**OBJECTIVE**
Can you write out the records again from the line with "Objective — one marker on every instance of the outstretched" through the end of the records, both ends included, moving every coordinate in the answers by adding 78 to each number? Keep the requests as they appear.

**Named object pointing entries**
>> Start

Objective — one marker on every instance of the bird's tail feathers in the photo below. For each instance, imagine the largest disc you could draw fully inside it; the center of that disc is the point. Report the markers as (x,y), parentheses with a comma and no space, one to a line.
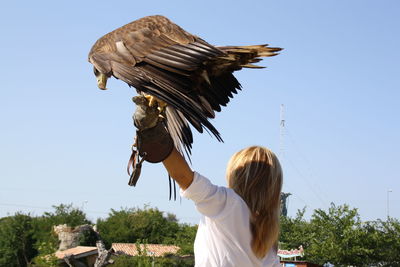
(245,56)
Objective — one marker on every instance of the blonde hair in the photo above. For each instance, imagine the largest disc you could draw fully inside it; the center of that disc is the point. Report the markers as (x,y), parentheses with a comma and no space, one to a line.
(255,174)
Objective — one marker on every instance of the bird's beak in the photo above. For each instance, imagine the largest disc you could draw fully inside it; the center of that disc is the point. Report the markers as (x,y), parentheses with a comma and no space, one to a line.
(102,81)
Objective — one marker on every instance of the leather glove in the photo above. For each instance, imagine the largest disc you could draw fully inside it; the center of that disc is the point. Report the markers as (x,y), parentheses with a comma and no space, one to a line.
(153,141)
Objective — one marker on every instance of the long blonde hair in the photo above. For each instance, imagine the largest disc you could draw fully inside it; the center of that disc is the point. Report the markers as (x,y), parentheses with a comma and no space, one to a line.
(255,174)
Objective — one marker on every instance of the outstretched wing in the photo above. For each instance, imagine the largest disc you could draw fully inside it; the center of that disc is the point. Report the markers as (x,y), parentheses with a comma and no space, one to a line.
(159,58)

>> End

**EXPECTED OUTPUT**
Objective — one marker on every instance of the outstretched wing in the photo above. For each instance, imagine the largest disc you could draw fully inside it; the center of that disc is the point. Report the markers as (x,y), parentheses with a comma and no space, one to a line.
(237,136)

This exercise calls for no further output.